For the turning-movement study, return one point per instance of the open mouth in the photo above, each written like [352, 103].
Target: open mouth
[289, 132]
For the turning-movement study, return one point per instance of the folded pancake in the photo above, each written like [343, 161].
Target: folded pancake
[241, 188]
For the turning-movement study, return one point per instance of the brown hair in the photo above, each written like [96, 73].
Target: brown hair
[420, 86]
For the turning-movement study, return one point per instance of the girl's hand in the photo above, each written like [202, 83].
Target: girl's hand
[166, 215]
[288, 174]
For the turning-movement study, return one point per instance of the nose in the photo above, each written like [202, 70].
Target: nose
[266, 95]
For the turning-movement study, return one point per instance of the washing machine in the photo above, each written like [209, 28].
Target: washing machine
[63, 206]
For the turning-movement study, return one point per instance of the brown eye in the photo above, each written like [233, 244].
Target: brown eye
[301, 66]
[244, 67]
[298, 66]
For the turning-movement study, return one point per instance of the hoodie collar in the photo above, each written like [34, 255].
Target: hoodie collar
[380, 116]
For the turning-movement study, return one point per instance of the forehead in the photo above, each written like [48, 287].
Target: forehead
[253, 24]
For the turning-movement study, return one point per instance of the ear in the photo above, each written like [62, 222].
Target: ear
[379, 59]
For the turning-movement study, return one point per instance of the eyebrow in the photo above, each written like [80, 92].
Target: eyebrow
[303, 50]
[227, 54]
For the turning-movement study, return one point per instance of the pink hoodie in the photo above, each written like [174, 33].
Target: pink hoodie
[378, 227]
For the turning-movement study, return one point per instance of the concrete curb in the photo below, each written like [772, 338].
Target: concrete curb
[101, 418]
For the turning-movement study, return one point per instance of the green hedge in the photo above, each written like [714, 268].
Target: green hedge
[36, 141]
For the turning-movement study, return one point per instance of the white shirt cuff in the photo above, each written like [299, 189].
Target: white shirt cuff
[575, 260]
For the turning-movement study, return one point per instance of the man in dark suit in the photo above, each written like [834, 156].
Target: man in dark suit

..........

• Written problem:
Rewrite all the items above as a JSON array of strings, with one string per line and no strings for blank lines.

• Answer to this exercise:
[
  "For the turning-movement study, return one point per instance of the open mouth in the photo above, each written like [352, 103].",
  "Target: open mouth",
  "[289, 132]",
  "For the turning-movement study, return one point per instance of the folded pancake in the photo above, each written like [343, 161].",
  "Target: folded pancake",
  "[241, 188]",
  "For the turning-movement study, return one point per instance of the brown hair in the photo above, each written like [96, 73].",
  "Target: brown hair",
  "[420, 86]",
  "For the turning-movement study, return one point per instance of the girl's hand in the photo above, each written like [202, 83].",
  "Target: girl's hand",
  "[166, 215]",
  "[288, 174]",
  "For the turning-movement study, return one point per instance of the nose in the photo above, each written like [202, 70].",
  "Target: nose",
  "[266, 95]",
  "For the turning-movement study, return one point per instance of the washing machine in the photo above, each written like [209, 28].",
  "Target: washing machine",
  "[63, 206]",
  "For the turning-movement study, return one point per instance of the brown eye in the photo above, each written like [233, 244].",
  "Target: brown eye",
  "[301, 66]",
  "[244, 67]",
  "[298, 66]",
  "For the turning-movement study, return one point per instance of the hoodie collar in the photo above, each written like [34, 255].",
  "Target: hoodie collar",
  "[380, 116]",
  "For the turning-movement study, return one point per instance of the forehead in the photo above, each written like [48, 287].",
  "Target: forehead",
  "[253, 24]",
  "For the turning-movement study, return one point per instance of the ear in the photo above, each written like [62, 222].",
  "Target: ear",
  "[379, 59]",
  "For the turning-movement study, return one point per instance of the eyebrow in the photo above, each written like [80, 92].",
  "Target: eyebrow",
  "[303, 50]",
  "[227, 54]",
  "For the turning-movement study, return one point per instance of the pink hoodie in the photo above, each written like [174, 33].",
  "Target: pink hoodie",
  "[378, 227]",
  "For the turning-movement study, return one point per instance of the concrete curb in the photo below, each written like [772, 338].",
  "Target: concrete curb",
  "[101, 418]",
  "For the turning-movement study, return one point per instance of the green hedge in the photo above, each written like [714, 268].",
  "Target: green hedge",
  "[36, 141]",
  "For the turning-movement study, return one point per instance of the white shirt cuff in the photo above, each written like [299, 189].",
  "Target: white shirt cuff",
  "[575, 260]",
  "For the turning-movement study, return one point per instance of the man in dark suit in the photo above, each written like [834, 156].",
  "Target: man in dark suit"
]